━━━━━ Records provided ━━━━━

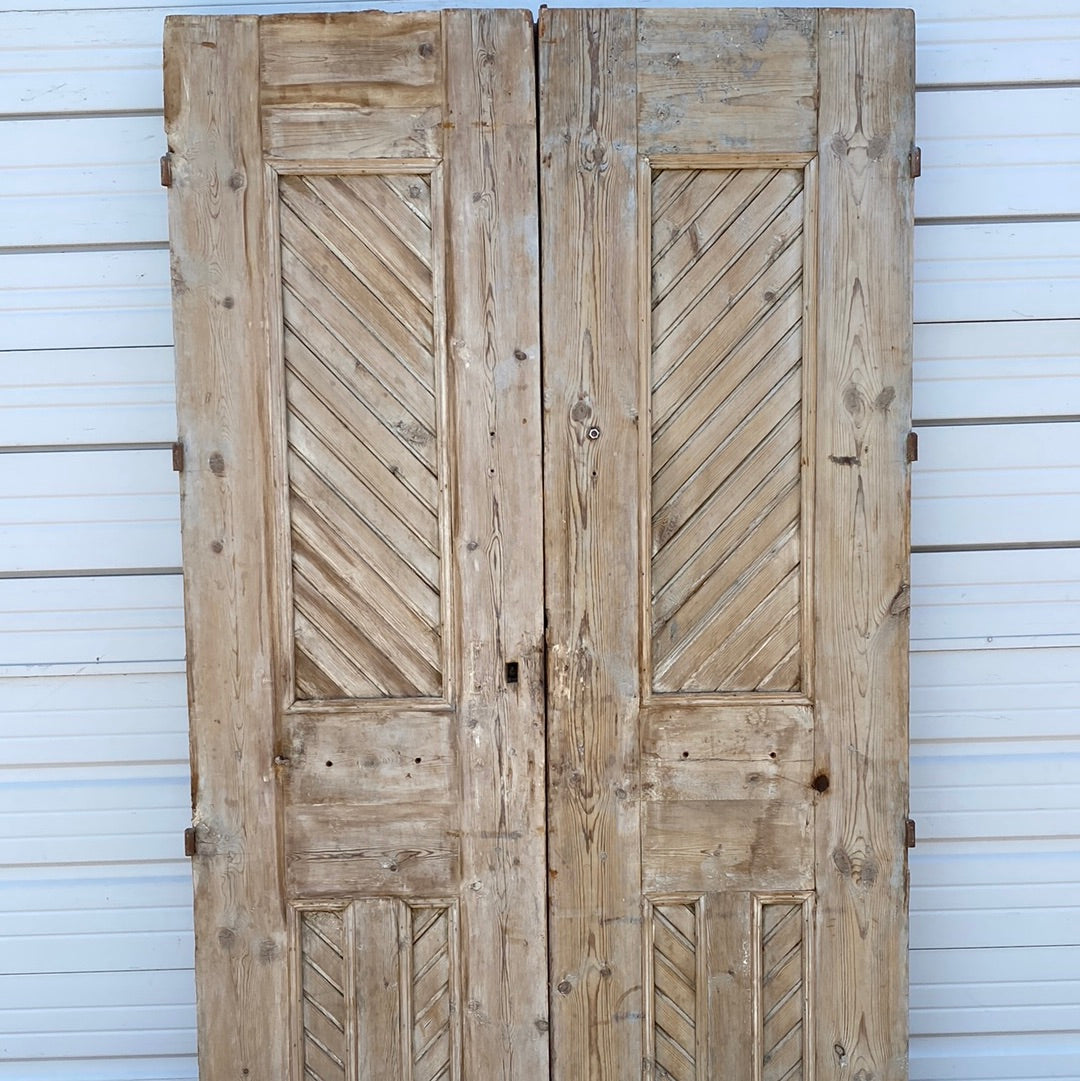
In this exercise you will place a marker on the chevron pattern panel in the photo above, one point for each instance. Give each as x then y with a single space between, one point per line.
363 457
434 1010
323 979
675 934
781 991
727 429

━━━━━

### The task
Can you rewrite every line of the records above, requests included, but shift each point in the answers by adding 62 to both its x and y coordinates? Leave the pictures out.

### Exercise answer
In this exercise you will place a marker on the chevron pattern panel in the photo above, one point for each instance. Give each as x then y with a single space between, one point per line.
425 519
496 1072
385 1041
737 996
843 1053
789 491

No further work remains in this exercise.